● GIVEN REQUEST
Put the items in the stretch from the line containing "[locate] the paved" through the line containing "x=56, y=150" into a two-column CSV with the columns text and answer, one row per item. Enclose each field in quotation marks and turn any line breaks inside it into spaces.

-- START MATERIAL PROVIDED --

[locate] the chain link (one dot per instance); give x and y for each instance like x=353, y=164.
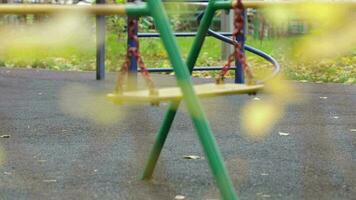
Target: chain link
x=134, y=52
x=238, y=53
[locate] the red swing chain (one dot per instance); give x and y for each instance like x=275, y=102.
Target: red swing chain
x=238, y=29
x=134, y=52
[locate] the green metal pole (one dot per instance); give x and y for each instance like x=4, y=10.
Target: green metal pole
x=171, y=113
x=185, y=83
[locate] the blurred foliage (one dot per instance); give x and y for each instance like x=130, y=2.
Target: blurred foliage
x=322, y=66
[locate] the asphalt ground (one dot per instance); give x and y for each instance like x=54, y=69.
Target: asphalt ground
x=67, y=142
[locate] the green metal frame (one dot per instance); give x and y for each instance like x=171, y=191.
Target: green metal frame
x=183, y=72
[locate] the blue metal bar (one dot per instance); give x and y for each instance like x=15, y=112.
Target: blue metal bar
x=100, y=44
x=181, y=34
x=133, y=68
x=239, y=71
x=212, y=68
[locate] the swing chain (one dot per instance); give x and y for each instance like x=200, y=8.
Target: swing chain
x=134, y=52
x=238, y=53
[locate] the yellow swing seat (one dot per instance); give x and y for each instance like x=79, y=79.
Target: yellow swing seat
x=174, y=93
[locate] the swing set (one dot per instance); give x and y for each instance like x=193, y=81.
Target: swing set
x=185, y=90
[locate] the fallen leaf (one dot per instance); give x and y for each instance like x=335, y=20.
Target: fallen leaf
x=179, y=197
x=192, y=157
x=283, y=133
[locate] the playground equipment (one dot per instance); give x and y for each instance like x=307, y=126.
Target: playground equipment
x=182, y=71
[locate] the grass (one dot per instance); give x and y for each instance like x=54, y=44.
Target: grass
x=340, y=69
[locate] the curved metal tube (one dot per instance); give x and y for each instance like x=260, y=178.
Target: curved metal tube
x=269, y=58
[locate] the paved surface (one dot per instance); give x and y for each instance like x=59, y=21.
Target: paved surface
x=56, y=150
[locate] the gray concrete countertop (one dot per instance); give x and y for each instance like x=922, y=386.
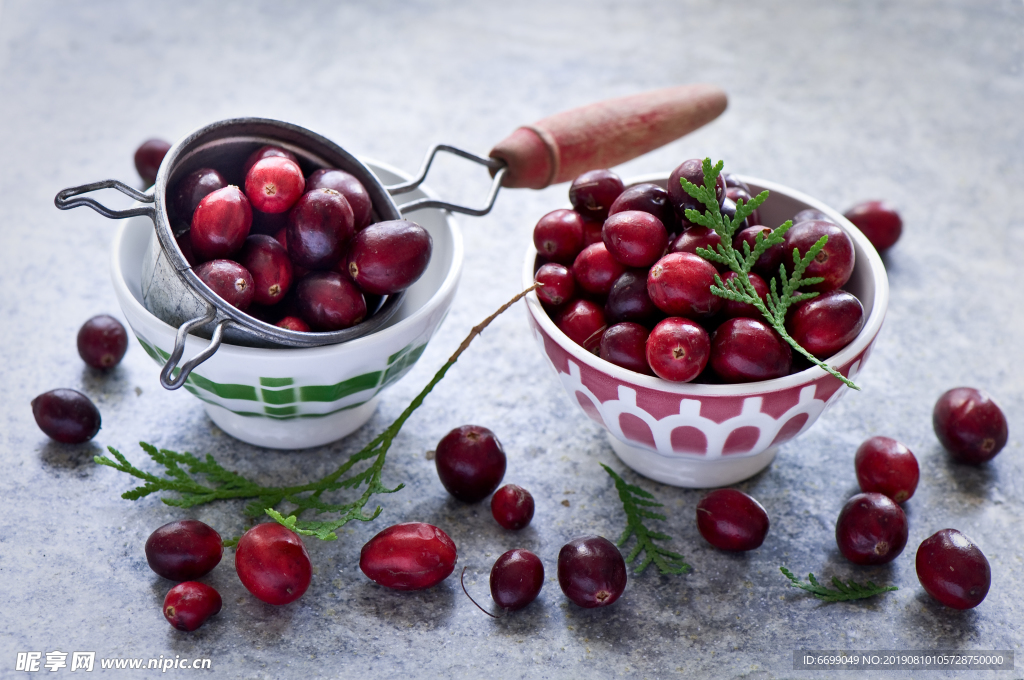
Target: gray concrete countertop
x=918, y=102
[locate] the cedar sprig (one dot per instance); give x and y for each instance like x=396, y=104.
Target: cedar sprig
x=635, y=501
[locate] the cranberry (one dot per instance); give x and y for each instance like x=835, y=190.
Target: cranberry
x=188, y=604
x=516, y=579
x=879, y=221
x=183, y=550
x=348, y=186
x=272, y=563
x=593, y=193
x=591, y=571
x=680, y=285
x=512, y=507
x=388, y=257
x=220, y=223
x=825, y=324
x=952, y=569
x=886, y=466
x=558, y=236
x=66, y=415
x=329, y=301
x=729, y=519
x=228, y=280
x=748, y=350
x=970, y=425
x=871, y=529
x=470, y=463
x=411, y=556
x=834, y=262
x=102, y=341
x=634, y=238
x=678, y=349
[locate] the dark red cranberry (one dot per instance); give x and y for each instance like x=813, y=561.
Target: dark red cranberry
x=558, y=236
x=593, y=193
x=516, y=579
x=680, y=285
x=748, y=350
x=470, y=463
x=66, y=415
x=970, y=425
x=583, y=322
x=834, y=262
x=886, y=466
x=220, y=223
x=189, y=604
x=871, y=529
x=348, y=186
x=148, y=157
x=102, y=342
x=626, y=345
x=274, y=184
x=228, y=280
x=388, y=257
x=512, y=507
x=635, y=239
x=328, y=301
x=678, y=349
x=183, y=550
x=879, y=221
x=411, y=556
x=729, y=519
x=952, y=569
x=591, y=571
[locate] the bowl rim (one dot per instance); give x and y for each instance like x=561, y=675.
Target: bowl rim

-- END MATERIAL PROVIDED --

● COMPLETED TASK
text,answer
"[locate] the paved surface (one dot per instance); give x and y for each instance like x=59, y=21. Target: paved surface","x=56, y=150"